**TEXT BLOCK:**
^^^^
5 February 2015 7:11


Almost half of the 7.5 million people who die of cancer globally every year can be saved, says the president of the Union for International Cancer Control.

Speaking at an event hosted by the International Atomic Energy Agency (IAEA) in Vienna, Tezer Kutluk said 3-4 million deaths from cancer can be prevented annually if governments invest in and expand treatment facilities for all.

“The threat is recognized…with concerted global action, technologies and finances solutions are not beyond us,” he said.

Kutluk joined several other leading researchers in a round-table discussion marking World Cancer Day. This year’s theme was “Not Beyond Us.”

IAEA Director General Yukio Amano told the group of panelists and international delegates that more forms of cancer are being cured as a result of advances in radiotherapy, which is becoming ever more precise.

Despite the advances, new cases of cancer are expected to rise by 70 percent over the next two decades. The World Health Organization (WHO) estimates that by 2020, more than 20 million people globally will die of cancer every year.

Director of the IAEA’s Human Health Division May Abdel-Wahab told Press TV the statistics should serve as a wake-up call, prompting more investments in cancer treatment and prevention by governments as well as life style changes by individuals. Smoking and obesity are risk factors, she said, adding that early detection is extremely important.
^^^^
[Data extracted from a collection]
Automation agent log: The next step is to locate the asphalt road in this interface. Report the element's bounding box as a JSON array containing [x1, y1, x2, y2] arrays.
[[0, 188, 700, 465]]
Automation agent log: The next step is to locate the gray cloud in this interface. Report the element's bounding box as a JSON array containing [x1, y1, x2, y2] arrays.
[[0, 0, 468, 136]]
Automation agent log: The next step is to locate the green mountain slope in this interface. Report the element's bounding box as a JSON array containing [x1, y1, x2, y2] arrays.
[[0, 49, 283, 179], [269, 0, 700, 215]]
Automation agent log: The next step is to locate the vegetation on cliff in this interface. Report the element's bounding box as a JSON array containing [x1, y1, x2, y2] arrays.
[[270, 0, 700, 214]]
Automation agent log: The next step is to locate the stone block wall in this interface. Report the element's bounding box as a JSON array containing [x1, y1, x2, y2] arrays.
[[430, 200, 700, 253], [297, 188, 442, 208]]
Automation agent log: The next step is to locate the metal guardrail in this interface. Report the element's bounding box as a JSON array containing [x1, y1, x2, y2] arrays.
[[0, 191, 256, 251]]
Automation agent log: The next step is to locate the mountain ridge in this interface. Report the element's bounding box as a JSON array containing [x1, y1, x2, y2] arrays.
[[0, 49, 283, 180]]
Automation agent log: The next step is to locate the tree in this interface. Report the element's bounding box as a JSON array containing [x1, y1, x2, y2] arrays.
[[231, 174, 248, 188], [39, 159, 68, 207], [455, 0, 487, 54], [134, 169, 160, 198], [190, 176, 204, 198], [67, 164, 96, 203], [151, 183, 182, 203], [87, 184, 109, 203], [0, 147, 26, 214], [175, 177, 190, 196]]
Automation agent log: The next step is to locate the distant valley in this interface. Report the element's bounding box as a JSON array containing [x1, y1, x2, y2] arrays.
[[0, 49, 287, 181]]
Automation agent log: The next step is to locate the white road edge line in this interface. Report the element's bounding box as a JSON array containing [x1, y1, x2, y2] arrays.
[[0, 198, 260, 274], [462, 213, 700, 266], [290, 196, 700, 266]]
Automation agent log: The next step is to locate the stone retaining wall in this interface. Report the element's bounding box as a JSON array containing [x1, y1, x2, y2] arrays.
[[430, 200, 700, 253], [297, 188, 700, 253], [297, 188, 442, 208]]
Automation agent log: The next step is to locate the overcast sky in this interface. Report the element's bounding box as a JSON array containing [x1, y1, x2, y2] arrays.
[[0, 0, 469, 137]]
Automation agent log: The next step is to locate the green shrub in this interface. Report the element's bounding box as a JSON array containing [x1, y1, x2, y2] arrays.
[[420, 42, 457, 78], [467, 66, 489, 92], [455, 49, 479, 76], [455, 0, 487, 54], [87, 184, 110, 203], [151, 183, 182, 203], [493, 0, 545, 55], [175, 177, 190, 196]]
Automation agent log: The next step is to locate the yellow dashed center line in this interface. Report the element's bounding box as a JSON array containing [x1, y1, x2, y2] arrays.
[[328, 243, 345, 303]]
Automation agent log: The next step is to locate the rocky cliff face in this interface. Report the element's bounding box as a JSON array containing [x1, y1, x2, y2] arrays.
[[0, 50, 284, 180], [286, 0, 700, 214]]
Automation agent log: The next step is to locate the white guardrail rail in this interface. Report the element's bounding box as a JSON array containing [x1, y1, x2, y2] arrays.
^^^^
**WHAT THE TASK REQUIRES:** Write the next few sentences of the news report on the World Cancer Day event in Vienna, starting after its final sentence.

**TASK ANSWER:**
More than 60% of the world’s total new annual cases of cancer occur in Africa, Asia and Central and South America. These regions account for 70% of the world’s cancer deaths. One of the reasons is the lack of adequate facilities and medical personnel.

“In Zambia, there’s is just one radiotherapy center for the 14-million population,” says Kennedy Lishimpi, the executive director of the Cancer Diseases Hospital in Zambia. Addressing the IAEA panel in Vienna, Lishimpi said cancer is no longer an incurable disease in all its forms, and governments must increase access to cancer care and control and decentralize services.

Experts estimate that more than four in 10 cancer cases can be prevented by lifestyle changes, such as avoiding tobacco, alcohol and radiation, keeping a healthy body weight, eating a healthy balanced diet, and keeping active.